Records from a data source
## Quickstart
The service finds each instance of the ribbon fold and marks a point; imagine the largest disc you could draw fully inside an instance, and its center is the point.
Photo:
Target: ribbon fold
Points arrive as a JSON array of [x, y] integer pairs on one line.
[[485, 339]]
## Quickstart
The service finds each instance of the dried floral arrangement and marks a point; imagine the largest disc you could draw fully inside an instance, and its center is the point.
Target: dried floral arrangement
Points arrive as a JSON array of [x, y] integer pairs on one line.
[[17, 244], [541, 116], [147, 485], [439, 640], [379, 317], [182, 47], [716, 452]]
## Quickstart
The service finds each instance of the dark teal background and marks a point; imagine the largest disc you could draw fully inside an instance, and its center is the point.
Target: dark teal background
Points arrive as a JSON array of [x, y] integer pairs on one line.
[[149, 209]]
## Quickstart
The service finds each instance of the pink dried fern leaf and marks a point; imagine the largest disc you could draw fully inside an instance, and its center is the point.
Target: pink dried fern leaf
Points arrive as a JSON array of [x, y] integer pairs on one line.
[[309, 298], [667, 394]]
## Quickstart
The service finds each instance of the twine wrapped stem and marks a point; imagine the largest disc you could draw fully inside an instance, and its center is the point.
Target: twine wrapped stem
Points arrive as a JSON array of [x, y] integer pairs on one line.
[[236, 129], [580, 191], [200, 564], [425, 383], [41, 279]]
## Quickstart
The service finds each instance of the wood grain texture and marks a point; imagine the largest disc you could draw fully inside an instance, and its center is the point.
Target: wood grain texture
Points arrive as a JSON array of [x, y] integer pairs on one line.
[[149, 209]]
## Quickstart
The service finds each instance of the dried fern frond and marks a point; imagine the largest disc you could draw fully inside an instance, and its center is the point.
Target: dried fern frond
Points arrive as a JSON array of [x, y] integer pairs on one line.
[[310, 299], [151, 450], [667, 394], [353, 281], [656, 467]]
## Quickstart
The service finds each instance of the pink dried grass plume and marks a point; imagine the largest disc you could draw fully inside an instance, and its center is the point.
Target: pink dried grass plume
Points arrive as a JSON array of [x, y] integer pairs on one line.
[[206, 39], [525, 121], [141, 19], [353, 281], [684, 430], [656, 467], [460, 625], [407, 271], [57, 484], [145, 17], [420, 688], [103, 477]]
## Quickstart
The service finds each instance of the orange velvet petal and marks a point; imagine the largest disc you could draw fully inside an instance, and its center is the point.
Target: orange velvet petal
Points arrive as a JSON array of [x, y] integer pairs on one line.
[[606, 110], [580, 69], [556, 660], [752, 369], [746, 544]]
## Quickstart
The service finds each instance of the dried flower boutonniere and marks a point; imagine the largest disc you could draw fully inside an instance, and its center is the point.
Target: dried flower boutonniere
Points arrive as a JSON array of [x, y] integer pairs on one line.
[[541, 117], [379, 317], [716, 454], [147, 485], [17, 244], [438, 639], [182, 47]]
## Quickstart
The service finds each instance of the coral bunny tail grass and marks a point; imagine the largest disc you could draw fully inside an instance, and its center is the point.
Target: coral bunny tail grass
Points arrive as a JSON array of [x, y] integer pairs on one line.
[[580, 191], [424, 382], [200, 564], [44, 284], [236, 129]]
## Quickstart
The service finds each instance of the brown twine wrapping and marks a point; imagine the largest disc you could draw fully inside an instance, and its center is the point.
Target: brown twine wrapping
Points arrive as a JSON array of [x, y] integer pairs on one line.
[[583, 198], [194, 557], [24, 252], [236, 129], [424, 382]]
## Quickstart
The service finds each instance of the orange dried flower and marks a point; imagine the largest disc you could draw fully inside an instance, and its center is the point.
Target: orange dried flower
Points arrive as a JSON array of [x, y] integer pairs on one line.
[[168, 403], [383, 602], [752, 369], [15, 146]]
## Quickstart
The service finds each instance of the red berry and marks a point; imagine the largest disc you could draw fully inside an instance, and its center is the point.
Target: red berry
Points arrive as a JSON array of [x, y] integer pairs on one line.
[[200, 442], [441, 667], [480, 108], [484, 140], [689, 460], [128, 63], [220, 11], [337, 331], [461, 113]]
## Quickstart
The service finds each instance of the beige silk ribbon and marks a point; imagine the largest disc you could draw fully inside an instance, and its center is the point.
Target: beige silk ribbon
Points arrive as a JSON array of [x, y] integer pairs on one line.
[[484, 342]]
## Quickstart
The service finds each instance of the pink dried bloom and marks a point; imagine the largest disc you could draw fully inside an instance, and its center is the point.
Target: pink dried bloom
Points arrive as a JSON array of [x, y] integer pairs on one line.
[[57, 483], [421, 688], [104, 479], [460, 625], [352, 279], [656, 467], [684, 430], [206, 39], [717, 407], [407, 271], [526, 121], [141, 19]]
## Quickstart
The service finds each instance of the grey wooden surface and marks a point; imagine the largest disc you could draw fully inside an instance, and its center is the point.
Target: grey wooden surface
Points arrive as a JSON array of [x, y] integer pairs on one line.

Job
Restate each record exactly as written.

Solution to this exercise
## Quickstart
The service finds each instance of the ribbon fold and marks a point; imagine the largest disc you could draw fully inside an instance, and its center is the point.
Photo:
Target: ribbon fold
Points arrive as a JSON array of [x, y] integer pairs on one line.
[[485, 339]]
## Quickstart
The service finds each instance of the dried floral arrangement and marks a point; imagine the largest disc you could draw fully inside an instance, and its center is the point.
Target: dried floral arrangement
Points arrive as a JSON array of [x, y] integer pairs on one line.
[[17, 244], [541, 116], [147, 485], [439, 640], [379, 317], [182, 47], [716, 452]]
## Quickstart
The service finds each instance of the dark teal background and marks a point; imagine the largest disc you could draw fully inside an instance, and its center is the point.
Target: dark teal background
Points arrive as a JSON array of [x, y] integer pairs on one line.
[[149, 209]]
## Quickstart
The service finds each instance of the pink dried fern leaf and marks a point; imagine the largest disc you could draw fully inside an instance, and its center is the point.
Target: pink dried fern leaf
Points arrive as a JSON array of [x, y] integer pairs on one line.
[[309, 298], [667, 394]]
## Quickstart
The service finds each instance of the twine wrapped stem and marks a point; imagine the largest disc you could draw fully inside an instance, and its center is the point.
Target: twine wrapped stem
Points arrive as a JSON array of [x, y] integer pairs on one line.
[[236, 129], [580, 191], [200, 564], [425, 383], [41, 279]]
## Quickstart
The service finds each instance of the wood grain texture and marks a point; imagine the largest disc you could draw fully inside an instance, and its center is the point.
Target: wood grain texture
Points arrive as a JSON array of [x, y] integer pairs on one line.
[[149, 209]]
## Quickstart
The service finds each instance of the dried fern frond and marks a point; imagine the largest disc you could draw fully inside an instance, and its center is the point.
Target: dried fern frond
Points arrive as a JSON array of [x, y] integer pairs on one line.
[[310, 299], [151, 450], [667, 394], [353, 281], [656, 467]]
## Quickstart
The service finds each instance of the pink dried grass plume and marks a point; imagine the largest disc you could draw fully inside an instance, and its center is the point.
Target: pink dried grass plume
Points arrive as a JSON array of [x, y] integer pairs on one line.
[[206, 39], [525, 121], [141, 19], [353, 281], [684, 430], [656, 467], [460, 625], [407, 271], [57, 484], [145, 17], [420, 688], [103, 477]]
## Quickstart
The service finds each instance of the orange velvet petal and marks a point; imagine the largest disc you could draw fully inside an instance, and its center is the point.
Target: orange velvet petal
Points arrive as a JSON array of [x, y] integer pairs on one line.
[[606, 110], [580, 69], [556, 660], [752, 369], [746, 544]]
## Quickstart
The service finds each instance of the dried flower boutonniere and marks a point; imagine the largest disc you could draw fully inside an instance, and its center is the point.
Target: dried flower boutonniere
Points arrive as a JSON array of [x, y] integer pairs on one line.
[[541, 117], [379, 317], [716, 454], [147, 485], [17, 244], [438, 639], [182, 47]]
## Quickstart
The service finds each instance of the coral bunny tail grass and marks a point; imagine the largest disc you could draw fully inside an instance, and its center is the point.
Target: coral bunny tail grass
Points arrive as a JSON array of [x, y] integer pairs on one line.
[[580, 191], [424, 382], [200, 564], [44, 284], [236, 129]]
## Quickstart
The service finds each instance of the brown twine wrapping and marks a point; imagine the largest disc you could draw fully inside an instance, and its center is the point.
Target: brown twine wrapping
Points arrive as a JSON array of [x, y] integer pairs on one line.
[[583, 198], [194, 557], [24, 252], [236, 129], [424, 382]]
## Quickstart
The service finds each instance of the orange dried flower and marks a point; imagine the largest disc you could draw fully inside an instance, and its center is the point.
Target: orange dried flower
Points arrive as a JSON array of [x, y] integer pairs on one line.
[[168, 403], [383, 602], [752, 369], [15, 146]]
## Quickstart
The service finds each instance of the red berry and marks a point; imagine the largest disc you could draw fully inside an instance, and its center is the point.
Target: red berry
Points arrive as a JSON array of [x, y] integer pairs on one line.
[[200, 442], [441, 667], [480, 108], [484, 140], [689, 460], [128, 63], [220, 11], [337, 331], [461, 113]]
## Quickstart
The service finds each instance of the beige silk ribbon and marks a point; imagine the largest disc you could draw fully inside an instance, and its center is the point.
Target: beige silk ribbon
Points arrive as a JSON array of [x, y] integer pairs on one line.
[[484, 342]]
## Quickstart
The service finds each instance of the pink dried bloom and marks a point; imagine the largest disc you could draw fully inside an instance, and its center is the point.
Target: pink dried bloom
Points arrive as a JSON array of [x, y] integer pairs on one line.
[[57, 483], [421, 688], [104, 479], [460, 625], [352, 279], [656, 467], [684, 430], [206, 39], [717, 407], [407, 271], [526, 121], [141, 19]]
## Quickstart
The service finds each instance of the grey wooden surface and marks a point; imagine the largest disc you could draw fully inside an instance, and its center is the point.
Target: grey wooden surface
Points arrive as a JSON array of [x, y] integer pairs on one line.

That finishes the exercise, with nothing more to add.